EXERCISE PROMPT -> In the lines below, switch every "Drop a point" to "Place a marker" and reproduce everything else unchanged, leaving out the pictures.

##############################

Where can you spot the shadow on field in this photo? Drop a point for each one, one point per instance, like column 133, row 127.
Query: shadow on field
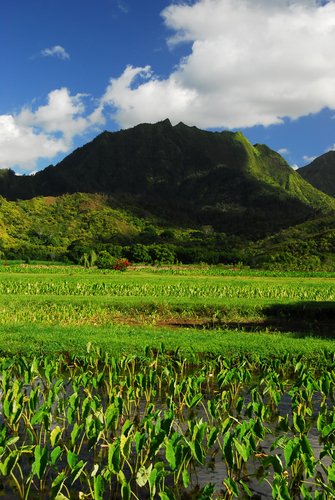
column 302, row 318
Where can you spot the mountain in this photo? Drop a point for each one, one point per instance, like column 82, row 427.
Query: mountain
column 321, row 173
column 307, row 246
column 185, row 176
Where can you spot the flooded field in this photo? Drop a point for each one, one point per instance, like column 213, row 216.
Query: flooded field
column 162, row 426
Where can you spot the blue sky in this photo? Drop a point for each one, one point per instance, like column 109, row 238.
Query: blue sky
column 73, row 68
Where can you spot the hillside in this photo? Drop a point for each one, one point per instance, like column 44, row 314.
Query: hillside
column 321, row 173
column 183, row 174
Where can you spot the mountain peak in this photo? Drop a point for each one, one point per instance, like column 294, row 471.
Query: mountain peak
column 183, row 174
column 321, row 173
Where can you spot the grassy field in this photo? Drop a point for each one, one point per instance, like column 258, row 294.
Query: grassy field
column 201, row 309
column 182, row 383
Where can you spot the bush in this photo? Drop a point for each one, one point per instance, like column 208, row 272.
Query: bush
column 107, row 261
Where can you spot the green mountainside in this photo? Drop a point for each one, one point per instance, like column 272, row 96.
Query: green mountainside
column 185, row 174
column 307, row 246
column 321, row 173
column 158, row 193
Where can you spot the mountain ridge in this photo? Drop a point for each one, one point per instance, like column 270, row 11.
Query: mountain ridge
column 321, row 173
column 183, row 173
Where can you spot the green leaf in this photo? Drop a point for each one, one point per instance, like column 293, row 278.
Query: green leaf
column 186, row 478
column 231, row 486
column 212, row 437
column 57, row 485
column 72, row 458
column 54, row 455
column 99, row 487
column 242, row 449
column 41, row 461
column 125, row 491
column 291, row 452
column 142, row 476
column 170, row 455
column 55, row 435
column 140, row 439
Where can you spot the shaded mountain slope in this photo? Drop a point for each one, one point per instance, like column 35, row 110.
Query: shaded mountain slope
column 183, row 174
column 321, row 173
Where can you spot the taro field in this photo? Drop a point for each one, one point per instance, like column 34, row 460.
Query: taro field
column 181, row 383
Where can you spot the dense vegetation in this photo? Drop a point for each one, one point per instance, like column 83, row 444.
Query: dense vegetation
column 80, row 228
column 183, row 174
column 321, row 173
column 167, row 383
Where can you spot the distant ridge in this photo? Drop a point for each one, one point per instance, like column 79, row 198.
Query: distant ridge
column 183, row 175
column 321, row 173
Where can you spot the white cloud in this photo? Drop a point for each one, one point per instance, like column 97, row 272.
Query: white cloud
column 308, row 159
column 45, row 132
column 252, row 62
column 55, row 51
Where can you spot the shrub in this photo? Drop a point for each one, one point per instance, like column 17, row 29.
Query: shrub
column 107, row 261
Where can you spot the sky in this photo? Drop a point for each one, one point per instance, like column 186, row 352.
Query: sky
column 71, row 69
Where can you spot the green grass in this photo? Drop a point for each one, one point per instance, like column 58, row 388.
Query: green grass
column 122, row 339
column 63, row 308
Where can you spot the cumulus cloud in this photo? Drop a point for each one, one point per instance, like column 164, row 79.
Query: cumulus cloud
column 46, row 131
column 308, row 159
column 252, row 62
column 55, row 51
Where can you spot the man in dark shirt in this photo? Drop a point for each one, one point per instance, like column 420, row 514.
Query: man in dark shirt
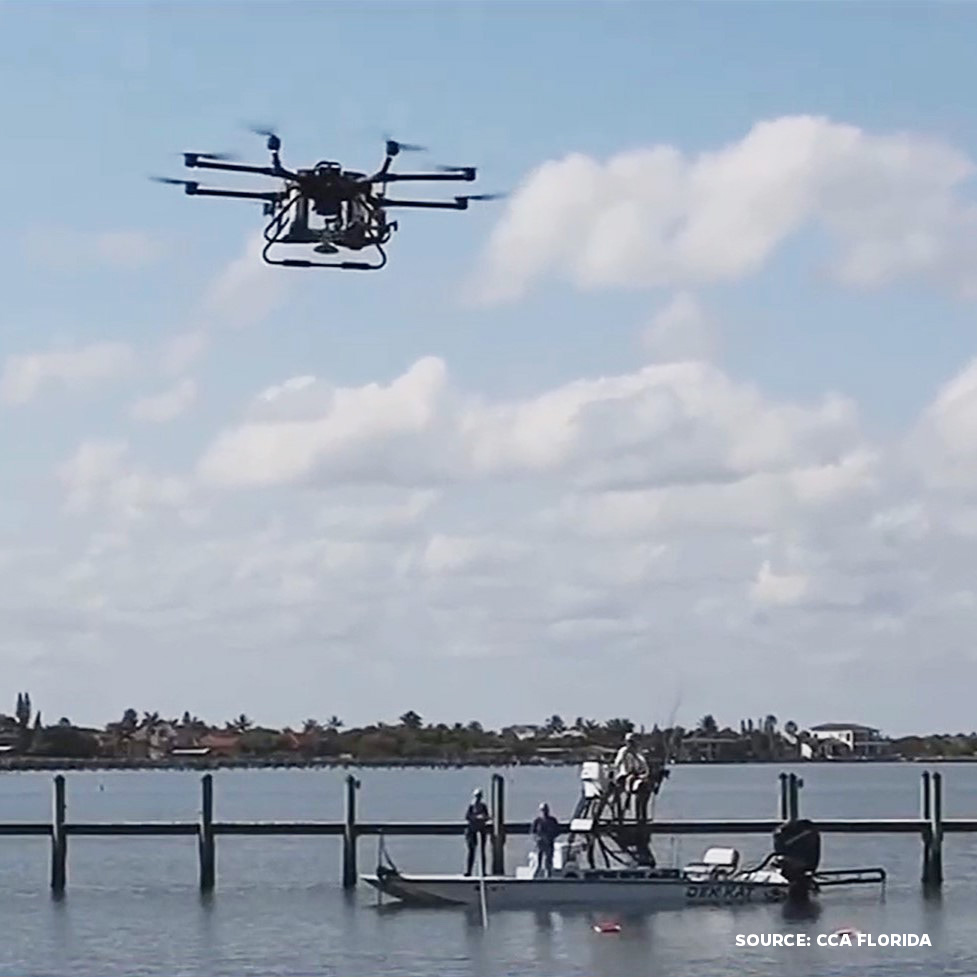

##############################

RESPONSE BELOW ->
Where can you spot the shadow on field in this photo? Place a marker for each one, one point per instance, like column 133, row 127.
Query: shadow on field
column 302, row 318
Where can you spot the mountain in this photo? Place a marker for each one, one point per instance, like column 82, row 427.
Query: mountain
column 321, row 173
column 307, row 246
column 185, row 176
Where can you spot the flooded field in this photo? Place a marker for each one, one point per instance, like column 213, row 216.
Query: flooded field
column 162, row 426
Where can you spot the blue sky in this photo? Place a marker for each one, one point per instance, like column 109, row 238.
Query: blue sky
column 73, row 68
Where can you spot the hillside in this photo? Place a marker for each one, one point per instance, like column 44, row 314.
Query: hillside
column 321, row 173
column 183, row 174
Where can you spot the mountain peak in this photo? Place a marker for each one, one point per instance, like column 294, row 471.
Query: mountain peak
column 183, row 174
column 321, row 173
Where can you spot the grassy field in this photo? Place a marker for each one, one point per instance, like column 258, row 294.
Query: grassy field
column 201, row 309
column 182, row 383
Where can you spot the bush in this photo? Place a marker for each one, one point per instance, like column 208, row 272.
Query: bush
column 107, row 261
Where can you spot the green mountainside in this photo? Place a marker for each one, one point per instance, like column 272, row 96.
Query: green mountainside
column 185, row 174
column 307, row 246
column 321, row 173
column 158, row 193
Where can you spot the mountain ridge in this photo? Place a marker for each one, one point per instance, like column 270, row 11.
Query: mountain ridge
column 321, row 173
column 183, row 173
Where can you spot the green leaf in this photo? Place a marker for each one, one point per instance, like column 293, row 278.
Query: green leaf
column 186, row 478
column 231, row 486
column 212, row 437
column 57, row 485
column 72, row 458
column 54, row 455
column 99, row 487
column 242, row 449
column 41, row 461
column 125, row 491
column 291, row 452
column 142, row 476
column 170, row 455
column 55, row 435
column 140, row 439
Where can you spot the shaded mountain slope in this photo? Place a marker for each one, one point per instance, like column 35, row 110.
Query: shaded mountain slope
column 183, row 174
column 321, row 173
Where can you spot the taro field in this photo? Place a marker for each one, one point per instance, like column 34, row 460.
Query: taro field
column 181, row 383
Where can you spot the dense vegetation in this photo? Place a marker for each one, one point per instance, like column 83, row 444.
Query: dense vegetation
column 80, row 228
column 183, row 174
column 321, row 173
column 167, row 383
Where can you spot the distant ridge in this photo? Place a marker for each one, one point per instance, like column 79, row 198.
Query: distant ridge
column 183, row 175
column 321, row 173
Where can you spot the white cloud in this photo? Place a marker for each one, one point per instance, like column 97, row 272.
Query: white cloud
column 308, row 159
column 45, row 132
column 252, row 62
column 55, row 51
Where can you spot the shrub in this photo? Place a marker for each one, one point per instance, like column 17, row 29.
Query: shrub
column 107, row 261
Where can you spot the sky in this photo? Place a marker for each one, one point per instance, like column 186, row 352.
Query: sky
column 71, row 69
Where can you spot the green grass in this photo? Place a marker for each one, one point per instance, like column 58, row 388.
Query: green grass
column 122, row 339
column 63, row 308
Where can you spot the cumulus cloud in this photo? Place a marker for each one, one point per instance, like column 164, row 79.
Query: cumulus cloud
column 46, row 131
column 308, row 159
column 252, row 62
column 55, row 51
Where can you spot the man in dark shirt in this photo? Place a marker for each one, one point per instance, like column 420, row 514.
Query: man in dark shirt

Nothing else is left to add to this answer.